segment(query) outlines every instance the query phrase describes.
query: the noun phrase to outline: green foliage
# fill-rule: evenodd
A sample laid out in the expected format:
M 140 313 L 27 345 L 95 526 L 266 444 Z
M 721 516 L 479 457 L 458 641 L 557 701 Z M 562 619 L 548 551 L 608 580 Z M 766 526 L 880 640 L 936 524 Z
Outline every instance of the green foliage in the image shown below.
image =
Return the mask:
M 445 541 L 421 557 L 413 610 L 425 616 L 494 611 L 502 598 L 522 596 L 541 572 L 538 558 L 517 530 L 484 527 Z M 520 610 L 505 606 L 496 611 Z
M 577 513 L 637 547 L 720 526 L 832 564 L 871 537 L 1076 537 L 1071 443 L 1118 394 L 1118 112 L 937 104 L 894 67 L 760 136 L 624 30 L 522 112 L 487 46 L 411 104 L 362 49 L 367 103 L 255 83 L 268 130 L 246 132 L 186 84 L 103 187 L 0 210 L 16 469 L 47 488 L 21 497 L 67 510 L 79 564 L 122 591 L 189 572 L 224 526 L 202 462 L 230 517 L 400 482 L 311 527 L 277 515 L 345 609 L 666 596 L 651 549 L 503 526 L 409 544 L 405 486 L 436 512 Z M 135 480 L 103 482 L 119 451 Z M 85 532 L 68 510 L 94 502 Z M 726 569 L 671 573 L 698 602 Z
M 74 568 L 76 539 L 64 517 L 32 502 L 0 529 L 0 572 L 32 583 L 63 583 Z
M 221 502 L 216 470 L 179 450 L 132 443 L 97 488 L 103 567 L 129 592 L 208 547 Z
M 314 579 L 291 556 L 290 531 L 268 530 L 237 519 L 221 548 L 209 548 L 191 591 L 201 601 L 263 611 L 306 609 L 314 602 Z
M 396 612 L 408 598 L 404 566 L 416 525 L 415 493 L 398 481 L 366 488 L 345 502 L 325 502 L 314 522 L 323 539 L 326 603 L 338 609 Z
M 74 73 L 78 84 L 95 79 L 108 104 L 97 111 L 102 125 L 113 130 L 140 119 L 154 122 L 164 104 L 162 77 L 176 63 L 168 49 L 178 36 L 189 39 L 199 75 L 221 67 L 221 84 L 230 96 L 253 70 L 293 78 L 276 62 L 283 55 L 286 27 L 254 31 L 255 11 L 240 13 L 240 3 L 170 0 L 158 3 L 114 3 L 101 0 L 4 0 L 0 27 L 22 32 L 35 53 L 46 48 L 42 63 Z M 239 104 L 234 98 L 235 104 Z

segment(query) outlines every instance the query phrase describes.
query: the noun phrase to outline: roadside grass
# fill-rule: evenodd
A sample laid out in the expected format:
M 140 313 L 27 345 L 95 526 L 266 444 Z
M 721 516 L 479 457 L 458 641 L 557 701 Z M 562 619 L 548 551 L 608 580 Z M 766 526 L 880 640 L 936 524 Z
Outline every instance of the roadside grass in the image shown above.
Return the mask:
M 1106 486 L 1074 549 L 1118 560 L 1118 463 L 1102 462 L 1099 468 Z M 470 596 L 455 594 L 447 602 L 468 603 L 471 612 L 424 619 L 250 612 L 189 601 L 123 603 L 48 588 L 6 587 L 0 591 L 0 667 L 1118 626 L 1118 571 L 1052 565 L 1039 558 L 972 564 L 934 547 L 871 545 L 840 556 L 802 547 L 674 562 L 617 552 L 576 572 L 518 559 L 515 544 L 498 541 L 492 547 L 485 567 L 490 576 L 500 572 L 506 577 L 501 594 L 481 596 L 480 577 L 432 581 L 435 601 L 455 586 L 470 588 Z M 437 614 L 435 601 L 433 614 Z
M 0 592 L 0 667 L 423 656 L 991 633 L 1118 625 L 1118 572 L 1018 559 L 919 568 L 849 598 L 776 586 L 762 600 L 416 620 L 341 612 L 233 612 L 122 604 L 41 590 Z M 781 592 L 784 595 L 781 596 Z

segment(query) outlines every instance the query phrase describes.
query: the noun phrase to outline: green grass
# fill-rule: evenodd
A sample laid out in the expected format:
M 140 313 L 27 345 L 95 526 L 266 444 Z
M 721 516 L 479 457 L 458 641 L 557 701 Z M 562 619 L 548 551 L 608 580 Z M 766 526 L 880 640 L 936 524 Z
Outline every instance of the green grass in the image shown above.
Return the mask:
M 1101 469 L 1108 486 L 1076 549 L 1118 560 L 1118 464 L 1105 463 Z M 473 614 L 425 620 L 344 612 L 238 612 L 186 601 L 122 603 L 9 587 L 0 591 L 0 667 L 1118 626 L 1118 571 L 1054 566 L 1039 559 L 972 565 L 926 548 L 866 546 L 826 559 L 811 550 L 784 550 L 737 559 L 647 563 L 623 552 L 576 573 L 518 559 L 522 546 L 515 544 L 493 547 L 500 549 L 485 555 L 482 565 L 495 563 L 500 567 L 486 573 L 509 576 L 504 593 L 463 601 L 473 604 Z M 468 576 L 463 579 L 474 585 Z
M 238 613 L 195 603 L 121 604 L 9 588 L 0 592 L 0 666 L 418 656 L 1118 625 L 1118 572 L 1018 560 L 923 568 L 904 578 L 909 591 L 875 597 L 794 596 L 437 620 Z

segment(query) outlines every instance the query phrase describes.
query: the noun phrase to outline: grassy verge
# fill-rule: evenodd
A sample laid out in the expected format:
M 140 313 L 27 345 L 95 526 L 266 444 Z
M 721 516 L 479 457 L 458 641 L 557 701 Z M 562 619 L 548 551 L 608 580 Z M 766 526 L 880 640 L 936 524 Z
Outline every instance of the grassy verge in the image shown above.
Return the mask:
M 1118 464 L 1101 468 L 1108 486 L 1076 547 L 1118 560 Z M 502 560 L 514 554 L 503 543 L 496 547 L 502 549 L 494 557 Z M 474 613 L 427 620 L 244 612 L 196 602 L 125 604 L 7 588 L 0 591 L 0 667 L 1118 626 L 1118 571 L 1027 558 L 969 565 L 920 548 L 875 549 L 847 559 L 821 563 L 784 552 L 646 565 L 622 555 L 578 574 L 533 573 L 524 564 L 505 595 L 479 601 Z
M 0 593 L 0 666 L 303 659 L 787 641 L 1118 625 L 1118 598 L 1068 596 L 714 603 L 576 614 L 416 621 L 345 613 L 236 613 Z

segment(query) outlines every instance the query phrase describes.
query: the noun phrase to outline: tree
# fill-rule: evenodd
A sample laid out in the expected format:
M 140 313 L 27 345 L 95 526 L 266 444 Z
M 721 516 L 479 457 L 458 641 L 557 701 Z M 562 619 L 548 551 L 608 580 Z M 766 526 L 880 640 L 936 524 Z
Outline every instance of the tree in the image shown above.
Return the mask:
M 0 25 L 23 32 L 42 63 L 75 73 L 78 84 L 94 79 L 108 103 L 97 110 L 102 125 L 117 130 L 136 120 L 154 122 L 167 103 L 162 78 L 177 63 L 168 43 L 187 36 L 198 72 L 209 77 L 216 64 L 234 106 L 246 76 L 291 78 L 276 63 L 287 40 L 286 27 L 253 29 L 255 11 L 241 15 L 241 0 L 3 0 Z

=-=-=

--- STATED EXERCISE ---
Could you reproduce the listing above from its first line through the line containing "M 445 541 L", both ends included, leaving every other line as it is but adding 93 to each polygon coordinate in the answers?

--- TASK SOLUTION ---
segment(query) outlines every instance the query phrase describes.
query: the noun phrase to outline: green foliage
# fill-rule: evenodd
A sample laid out in the expected format:
M 140 313 L 27 345 L 95 526 L 266 444 Z
M 721 516 L 479 457 L 458 641 L 557 701 Z M 562 619 L 548 551 L 608 580 Z M 766 526 L 880 640 L 936 524 Z
Outline every instance of the green foliage in the image shown below.
image =
Return the mask:
M 538 634 L 514 650 L 506 703 L 518 709 L 587 704 L 595 691 L 615 689 L 634 665 L 631 651 L 610 623 L 577 620 Z M 613 703 L 598 699 L 589 704 Z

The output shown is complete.